> [Assignment] Please repeat every entry, keeping each one exactly the same.

> [Raw data]
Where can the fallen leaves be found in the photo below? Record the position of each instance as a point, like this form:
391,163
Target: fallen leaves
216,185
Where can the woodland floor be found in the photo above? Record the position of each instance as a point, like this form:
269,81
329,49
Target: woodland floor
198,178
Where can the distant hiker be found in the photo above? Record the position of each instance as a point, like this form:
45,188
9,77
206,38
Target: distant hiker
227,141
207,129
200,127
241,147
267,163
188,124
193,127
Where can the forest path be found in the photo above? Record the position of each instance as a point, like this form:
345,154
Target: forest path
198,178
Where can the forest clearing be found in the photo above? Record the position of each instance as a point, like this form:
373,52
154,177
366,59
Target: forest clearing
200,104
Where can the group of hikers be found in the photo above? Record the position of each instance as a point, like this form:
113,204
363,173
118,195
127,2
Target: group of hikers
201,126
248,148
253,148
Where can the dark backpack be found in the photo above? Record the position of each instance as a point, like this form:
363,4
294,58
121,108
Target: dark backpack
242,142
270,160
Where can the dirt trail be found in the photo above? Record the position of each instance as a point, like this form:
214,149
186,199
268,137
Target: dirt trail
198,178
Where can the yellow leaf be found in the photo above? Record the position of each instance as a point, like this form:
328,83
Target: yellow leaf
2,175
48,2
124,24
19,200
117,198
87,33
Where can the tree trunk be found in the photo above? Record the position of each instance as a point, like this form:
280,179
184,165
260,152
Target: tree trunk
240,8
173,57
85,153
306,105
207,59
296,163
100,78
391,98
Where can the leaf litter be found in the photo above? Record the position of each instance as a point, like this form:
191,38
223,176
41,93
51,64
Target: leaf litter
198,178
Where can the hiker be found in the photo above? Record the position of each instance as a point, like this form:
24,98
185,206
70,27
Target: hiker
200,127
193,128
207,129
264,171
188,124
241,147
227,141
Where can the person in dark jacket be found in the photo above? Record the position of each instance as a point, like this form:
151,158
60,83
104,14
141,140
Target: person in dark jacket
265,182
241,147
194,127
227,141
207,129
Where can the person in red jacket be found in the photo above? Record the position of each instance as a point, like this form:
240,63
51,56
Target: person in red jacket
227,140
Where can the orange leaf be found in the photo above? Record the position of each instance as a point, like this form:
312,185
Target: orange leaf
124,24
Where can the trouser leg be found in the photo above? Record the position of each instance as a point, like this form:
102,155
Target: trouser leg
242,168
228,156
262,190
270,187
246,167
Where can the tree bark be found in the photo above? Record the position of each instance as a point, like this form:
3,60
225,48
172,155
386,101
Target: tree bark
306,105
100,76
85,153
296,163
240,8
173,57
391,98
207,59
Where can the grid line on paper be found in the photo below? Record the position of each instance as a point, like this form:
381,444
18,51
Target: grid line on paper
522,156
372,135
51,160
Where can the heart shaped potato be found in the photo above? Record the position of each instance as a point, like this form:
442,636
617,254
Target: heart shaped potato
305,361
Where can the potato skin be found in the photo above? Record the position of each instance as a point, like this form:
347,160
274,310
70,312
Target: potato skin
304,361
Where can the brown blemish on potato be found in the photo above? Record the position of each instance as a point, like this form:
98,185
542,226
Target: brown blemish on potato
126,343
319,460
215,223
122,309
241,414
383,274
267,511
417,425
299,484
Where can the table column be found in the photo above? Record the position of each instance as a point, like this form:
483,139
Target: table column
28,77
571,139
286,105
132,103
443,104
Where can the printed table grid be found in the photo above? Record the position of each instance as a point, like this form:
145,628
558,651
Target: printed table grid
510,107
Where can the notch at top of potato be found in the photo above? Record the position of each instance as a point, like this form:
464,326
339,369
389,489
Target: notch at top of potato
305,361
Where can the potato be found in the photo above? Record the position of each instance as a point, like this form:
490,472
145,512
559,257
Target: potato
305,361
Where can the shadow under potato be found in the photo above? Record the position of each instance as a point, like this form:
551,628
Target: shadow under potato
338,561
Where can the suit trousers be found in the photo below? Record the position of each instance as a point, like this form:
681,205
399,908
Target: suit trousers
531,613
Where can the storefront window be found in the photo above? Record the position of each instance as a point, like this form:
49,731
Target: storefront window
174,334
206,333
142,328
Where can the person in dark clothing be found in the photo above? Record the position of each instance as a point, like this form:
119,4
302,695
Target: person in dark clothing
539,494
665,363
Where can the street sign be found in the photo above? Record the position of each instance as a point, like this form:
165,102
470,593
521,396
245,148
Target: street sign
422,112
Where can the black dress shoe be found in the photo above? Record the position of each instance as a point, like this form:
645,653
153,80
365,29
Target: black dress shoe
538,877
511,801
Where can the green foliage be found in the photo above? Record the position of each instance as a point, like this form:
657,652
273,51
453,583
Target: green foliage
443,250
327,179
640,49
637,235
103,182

> [Written response]
Where can the fallen leaves be found in the photo below? Record the position of each instance as a point, like this form:
391,163
Target: fallen leaves
216,185
Where can the woodland floor be found in the photo above? Record the position of each instance as a point, like this form:
269,81
329,49
Target: woodland floor
198,178
Where can the distant hiker be found in the photo above? Record the position of each instance as a point, like this form:
45,188
9,77
206,38
Target: distant hiker
227,141
207,129
200,127
241,147
267,163
188,124
193,127
Where can the forest path be found in the photo above? Record the position of each instance as a point, like this form:
345,154
Target: forest path
198,178
Where can the forest clearing be found in the photo above? Record the position of each instance as a point, like this form:
373,52
154,177
366,59
Target: forest clearing
200,104
Where can the group of hikers be found in the photo above? Record the position of each instance as a point, like this form:
113,204
363,173
118,195
127,2
Target: group of hikers
201,126
248,148
253,148
Where can the dark backpack be found in the photo above? Record the position of each instance as a point, like this form:
363,4
294,58
121,108
Target: dark backpack
242,142
270,160
Where can the dirt trail be found in the photo above? Record the position of each instance as a point, like this form:
214,149
186,199
268,137
Target: dirt trail
198,178
Where can the yellow leaf be found in the photo above? Record the position of each instance as a point, like this form:
328,83
Target: yellow leaf
2,175
48,2
124,24
19,200
117,198
87,33
Where can the tree trunk be found in the photo above? Record the position of each instance as a point, like this form:
280,179
184,165
260,152
Target: tree trunk
240,8
173,57
85,153
306,105
207,59
296,163
100,78
391,98
Where can the leaf litter be found in the photo above? Record the position of each instance as a point, like this form:
191,38
223,176
41,93
51,64
Target: leaf litter
198,178
Where can the hiker be found in the photo above? Record the position of each instance as a point, like this form:
24,98
185,206
70,27
Target: hiker
200,127
193,128
207,129
264,171
188,124
241,147
227,141
Where can the person in dark jacket be found in the photo above? Record the position of each instance as a point, like this form:
151,158
60,83
104,14
141,140
Target: person in dark jacket
265,182
241,147
194,127
227,141
207,129
Where can the person in red jacket be found in the photo above? Record the position of each instance as a point, like this form:
240,63
51,56
Target: person in red jacket
227,140
Where can the orange leaf be found in the photo above? Record the position of each instance as a point, like this form:
312,185
Target: orange leaf
124,24
Where can the trouser leg be found in the photo above? Record the position of each instance as a point, like this form:
102,155
Target: trouser leg
242,168
228,156
262,190
270,187
246,167
Where can the tree bark be found in the photo above? Record the position of each instance as a point, like this form:
3,60
225,48
172,155
386,101
Target: tree bark
306,105
100,76
85,153
296,163
240,8
173,57
391,98
207,59
Where can the grid line on paper be found in the photo below? Record the position of each instance as a point, like this form:
381,444
18,51
Target: grid line on paper
522,156
372,135
51,160
Where can the heart shaped potato be found in the photo above? Record the position of each instance as a point, like this form:
442,636
617,254
Target: heart shaped potato
305,361
Where can the potato skin be found in the photo above? Record the position of each instance as a point, like this form:
347,160
274,310
70,312
Target: potato skin
304,361
Where can the brown blemish on potato be found in the photo above? Record the position of each instance as a point, like this form:
98,185
542,226
Target: brown blemish on potato
126,343
319,460
215,223
122,309
241,414
383,274
267,511
417,425
299,484
Where can the table column be found in the photo above? Record the position of each instance as a point, like this form:
483,139
Target: table column
28,77
571,139
286,105
132,103
443,104
Where can the printed table grid be found in the photo above? Record the position of each instance as a point, like this form:
145,628
558,651
Target: printed table grid
510,107
Where can the notch at top of potato be found in the photo above? Record the position of each instance as a point, like this form:
464,326
339,369
389,489
Target: notch at top of potato
305,361
Where can the potato be found in the photo above? Record the position of each instance as a point, like this form:
490,472
145,512
559,257
Target: potato
305,361
Where can the shadow under potato be found in the photo above? Record the position of each instance as a point, like this form:
551,628
Target: shadow under potato
338,561
Where can the suit trousers be found in the photo below? Record the position of each instance as a point, like this form:
681,205
399,908
Target: suit trousers
531,613
Where can the storefront window be found in the photo above? Record the position of each instance as a point, like this form:
49,731
Target: storefront window
174,334
206,333
142,328
Where can the person in dark clothing be found in the photo above? Record the position of each instance as a point, like this form:
119,4
302,695
Target: person in dark clothing
539,494
665,363
Where can the street sign be found in the photo above? Record the position of each instance as a point, like this form:
165,102
470,593
521,396
245,148
Target: street sign
422,112
Where can the black dress shoe be found in the photo above? Record the position of each instance as a point, like this form:
645,653
153,80
365,29
Target: black dress shoe
538,877
511,801
Where can the green foliage be found in the photo above? Record the position of each instance as a point, like this form:
657,652
273,51
453,583
Target: green foliage
443,250
327,179
640,49
637,235
103,182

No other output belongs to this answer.